From the data below, copy out word for word everything from the line with "One point per instance of the marble" up to and including the line with "Target: shower door frame".
— BEGIN —
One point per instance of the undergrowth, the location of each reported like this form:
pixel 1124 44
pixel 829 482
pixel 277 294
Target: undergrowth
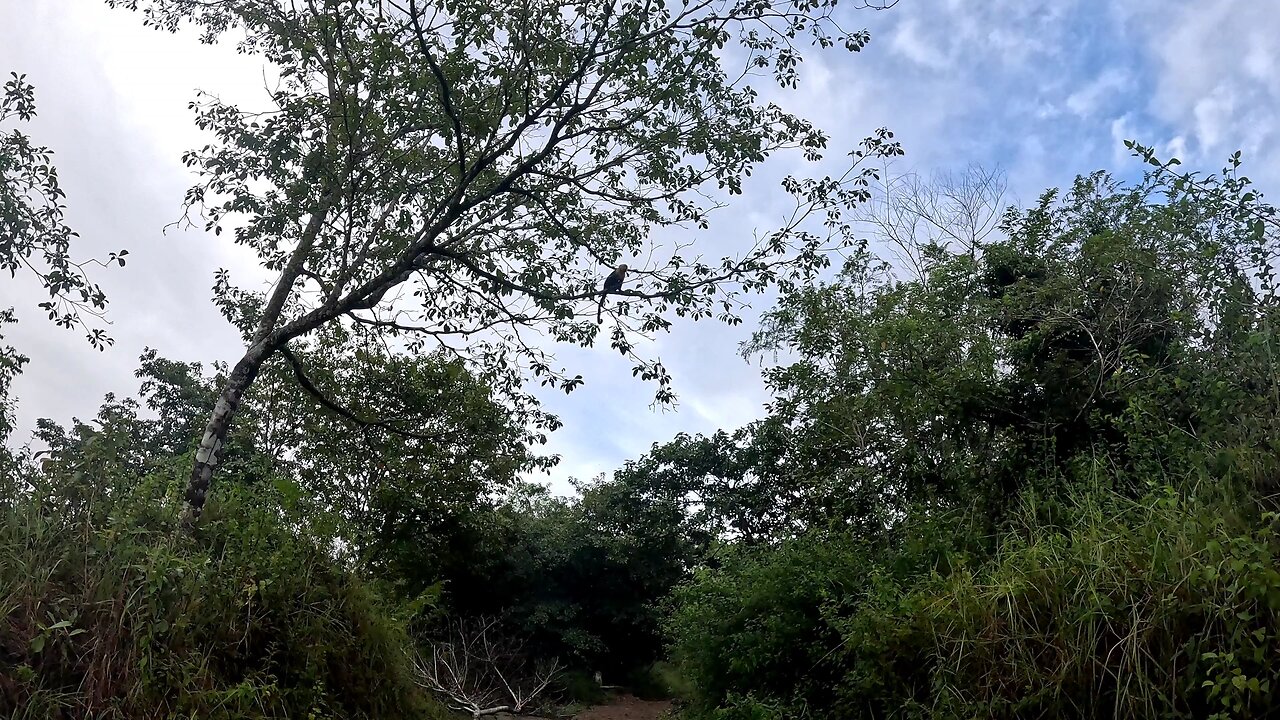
— END —
— BEGIN —
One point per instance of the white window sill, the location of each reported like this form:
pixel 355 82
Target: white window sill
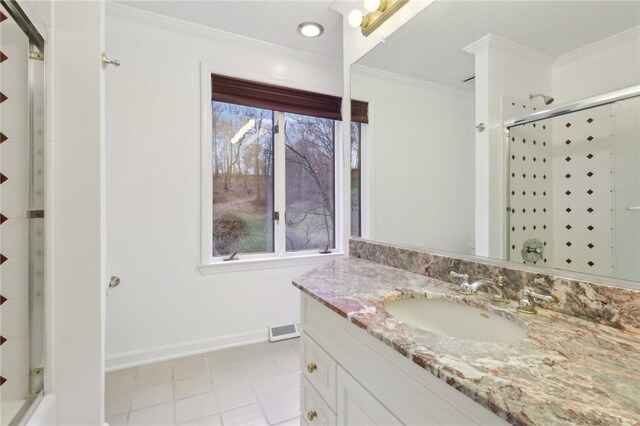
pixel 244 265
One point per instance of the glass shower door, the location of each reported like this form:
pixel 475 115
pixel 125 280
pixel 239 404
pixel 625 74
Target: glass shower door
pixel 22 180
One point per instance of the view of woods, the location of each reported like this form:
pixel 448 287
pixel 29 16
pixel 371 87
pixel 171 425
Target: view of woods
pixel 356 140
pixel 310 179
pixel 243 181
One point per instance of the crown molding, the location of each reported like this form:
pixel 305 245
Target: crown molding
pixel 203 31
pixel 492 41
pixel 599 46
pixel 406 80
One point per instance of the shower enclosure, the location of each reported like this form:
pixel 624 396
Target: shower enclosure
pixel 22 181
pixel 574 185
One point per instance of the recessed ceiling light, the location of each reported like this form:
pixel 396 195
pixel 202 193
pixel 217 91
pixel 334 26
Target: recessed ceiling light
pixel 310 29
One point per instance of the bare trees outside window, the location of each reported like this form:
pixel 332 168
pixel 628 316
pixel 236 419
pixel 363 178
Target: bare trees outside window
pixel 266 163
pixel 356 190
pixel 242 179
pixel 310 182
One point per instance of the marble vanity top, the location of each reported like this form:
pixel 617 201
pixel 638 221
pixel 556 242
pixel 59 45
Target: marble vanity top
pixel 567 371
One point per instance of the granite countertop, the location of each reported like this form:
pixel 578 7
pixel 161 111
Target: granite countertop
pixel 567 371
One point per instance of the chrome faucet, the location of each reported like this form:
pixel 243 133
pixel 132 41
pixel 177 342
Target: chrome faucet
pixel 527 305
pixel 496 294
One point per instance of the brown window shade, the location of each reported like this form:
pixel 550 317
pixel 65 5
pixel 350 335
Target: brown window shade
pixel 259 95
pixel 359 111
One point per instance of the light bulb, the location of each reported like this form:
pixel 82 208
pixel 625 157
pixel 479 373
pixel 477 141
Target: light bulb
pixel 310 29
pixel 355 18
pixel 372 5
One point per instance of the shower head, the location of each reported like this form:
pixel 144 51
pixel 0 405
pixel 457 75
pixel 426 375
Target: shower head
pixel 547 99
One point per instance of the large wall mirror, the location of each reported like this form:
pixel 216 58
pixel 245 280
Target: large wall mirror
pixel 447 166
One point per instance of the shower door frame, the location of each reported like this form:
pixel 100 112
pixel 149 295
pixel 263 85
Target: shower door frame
— END —
_RIGHT ANSWER:_
One point per instance of the marble vanity top, the location of each reported like this form:
pixel 617 201
pixel 638 221
pixel 556 242
pixel 59 45
Target: marble vanity top
pixel 567 371
One point per instance of the granite countertop, the location of each reported like this form:
pixel 578 7
pixel 161 111
Target: granite countertop
pixel 567 371
One point per instance of the chrome faucet, the location of each reported like this form:
pixel 243 133
pixel 132 41
pixel 177 342
Target: chrome faucet
pixel 527 305
pixel 496 294
One point per instance of the brown window shade, the location of each reported like this form:
pixel 550 317
pixel 65 5
pixel 350 335
Target: brown window shade
pixel 259 95
pixel 359 111
One point per instance of the light bulb, the location of each reported like this form:
pixel 82 208
pixel 625 157
pixel 479 373
pixel 477 141
Target: light bulb
pixel 310 29
pixel 355 18
pixel 372 5
One point per instance of the shower head, the location of each reported like this form:
pixel 144 51
pixel 0 405
pixel 457 75
pixel 426 375
Target: shower head
pixel 547 99
One point per instance of the large wall mirror, the location of each reported like this form:
pixel 216 58
pixel 245 280
Target: large wall mirror
pixel 447 166
One point per instance of the shower door frame, the location of each reported like this form:
pixel 100 112
pixel 149 295
pixel 263 85
Target: shower door frame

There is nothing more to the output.